_What the task requires_
Pull every line with "below" from the data.

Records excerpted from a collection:
━━━━━━━━━━━━━━━━━━━━━━━━━━━━━━

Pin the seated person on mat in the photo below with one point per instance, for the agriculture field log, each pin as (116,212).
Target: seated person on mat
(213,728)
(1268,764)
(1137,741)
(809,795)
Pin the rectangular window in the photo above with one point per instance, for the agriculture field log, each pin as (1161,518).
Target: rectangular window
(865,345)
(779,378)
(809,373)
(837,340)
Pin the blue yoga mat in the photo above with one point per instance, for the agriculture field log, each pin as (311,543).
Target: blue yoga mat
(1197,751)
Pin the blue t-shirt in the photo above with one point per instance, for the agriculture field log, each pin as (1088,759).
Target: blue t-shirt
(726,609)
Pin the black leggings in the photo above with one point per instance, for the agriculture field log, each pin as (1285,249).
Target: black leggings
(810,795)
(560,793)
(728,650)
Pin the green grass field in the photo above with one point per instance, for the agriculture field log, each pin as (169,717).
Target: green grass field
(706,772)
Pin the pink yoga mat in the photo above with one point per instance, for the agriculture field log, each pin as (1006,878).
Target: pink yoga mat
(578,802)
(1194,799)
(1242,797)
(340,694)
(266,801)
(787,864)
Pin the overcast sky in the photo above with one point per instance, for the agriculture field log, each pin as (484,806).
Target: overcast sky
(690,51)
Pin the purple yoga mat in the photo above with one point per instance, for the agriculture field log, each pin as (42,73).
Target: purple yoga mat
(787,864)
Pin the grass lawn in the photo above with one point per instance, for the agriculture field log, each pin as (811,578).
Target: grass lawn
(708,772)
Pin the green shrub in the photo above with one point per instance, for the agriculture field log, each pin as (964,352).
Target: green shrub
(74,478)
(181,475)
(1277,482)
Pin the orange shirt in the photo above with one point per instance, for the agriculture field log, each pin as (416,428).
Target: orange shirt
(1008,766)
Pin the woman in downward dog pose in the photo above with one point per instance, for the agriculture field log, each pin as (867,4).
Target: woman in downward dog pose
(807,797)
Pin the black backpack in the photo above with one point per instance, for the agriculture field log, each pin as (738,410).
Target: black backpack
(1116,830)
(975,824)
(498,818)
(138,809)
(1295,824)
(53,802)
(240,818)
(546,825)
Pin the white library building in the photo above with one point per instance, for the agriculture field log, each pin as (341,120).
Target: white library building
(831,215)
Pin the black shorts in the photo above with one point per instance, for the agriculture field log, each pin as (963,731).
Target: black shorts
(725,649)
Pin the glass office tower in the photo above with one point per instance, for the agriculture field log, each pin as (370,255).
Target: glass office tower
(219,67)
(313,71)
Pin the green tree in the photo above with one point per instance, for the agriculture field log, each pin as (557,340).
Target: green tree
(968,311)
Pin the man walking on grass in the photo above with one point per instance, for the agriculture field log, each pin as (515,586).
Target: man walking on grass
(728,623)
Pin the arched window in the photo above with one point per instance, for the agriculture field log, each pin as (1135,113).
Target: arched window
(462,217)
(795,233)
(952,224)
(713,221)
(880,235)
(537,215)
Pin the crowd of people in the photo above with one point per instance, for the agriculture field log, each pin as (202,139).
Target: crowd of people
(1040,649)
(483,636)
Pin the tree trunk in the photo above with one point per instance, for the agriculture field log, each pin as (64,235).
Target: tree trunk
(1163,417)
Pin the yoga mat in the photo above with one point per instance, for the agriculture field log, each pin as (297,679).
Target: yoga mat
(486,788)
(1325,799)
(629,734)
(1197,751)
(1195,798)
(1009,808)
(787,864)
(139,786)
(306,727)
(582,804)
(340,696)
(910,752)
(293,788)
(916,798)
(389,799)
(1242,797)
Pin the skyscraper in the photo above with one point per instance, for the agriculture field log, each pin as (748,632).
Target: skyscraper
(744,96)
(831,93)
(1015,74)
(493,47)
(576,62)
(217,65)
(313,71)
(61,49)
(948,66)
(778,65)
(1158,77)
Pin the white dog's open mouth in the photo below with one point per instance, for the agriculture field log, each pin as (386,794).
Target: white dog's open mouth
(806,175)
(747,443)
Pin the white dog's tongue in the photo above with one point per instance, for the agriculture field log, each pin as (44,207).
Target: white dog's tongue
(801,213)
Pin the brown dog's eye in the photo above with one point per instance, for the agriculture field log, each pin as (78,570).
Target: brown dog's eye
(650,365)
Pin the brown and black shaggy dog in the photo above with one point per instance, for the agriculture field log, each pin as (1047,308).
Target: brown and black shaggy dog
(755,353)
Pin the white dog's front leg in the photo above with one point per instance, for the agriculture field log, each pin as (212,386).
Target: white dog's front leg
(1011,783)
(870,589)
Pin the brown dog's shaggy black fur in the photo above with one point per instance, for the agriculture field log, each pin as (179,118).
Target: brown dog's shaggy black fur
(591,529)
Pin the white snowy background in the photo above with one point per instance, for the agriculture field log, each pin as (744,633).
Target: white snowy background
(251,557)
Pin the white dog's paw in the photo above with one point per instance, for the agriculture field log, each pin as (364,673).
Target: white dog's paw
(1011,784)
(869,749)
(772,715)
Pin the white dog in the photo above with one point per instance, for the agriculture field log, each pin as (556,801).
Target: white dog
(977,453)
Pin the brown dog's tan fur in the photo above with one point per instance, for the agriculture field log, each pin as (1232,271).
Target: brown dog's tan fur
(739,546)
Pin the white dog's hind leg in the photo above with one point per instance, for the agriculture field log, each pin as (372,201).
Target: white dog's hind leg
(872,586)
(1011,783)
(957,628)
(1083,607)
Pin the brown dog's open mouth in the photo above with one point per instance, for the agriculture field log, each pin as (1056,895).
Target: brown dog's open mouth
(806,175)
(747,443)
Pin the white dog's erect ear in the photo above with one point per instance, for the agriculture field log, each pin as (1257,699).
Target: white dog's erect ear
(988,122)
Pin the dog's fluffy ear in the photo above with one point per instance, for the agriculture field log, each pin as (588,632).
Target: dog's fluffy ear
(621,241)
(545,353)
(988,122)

━━━━━━━━━━━━━━━━━━━━━━━━━━━━━━

_Completed task_
Pin the seated person on mat in the photo below with one point per instance, for the agriculture field log, each pin as (116,212).
Pin the white dog's open mouth in the photo below with one point per instance, for the agriculture field log, each pin as (386,794).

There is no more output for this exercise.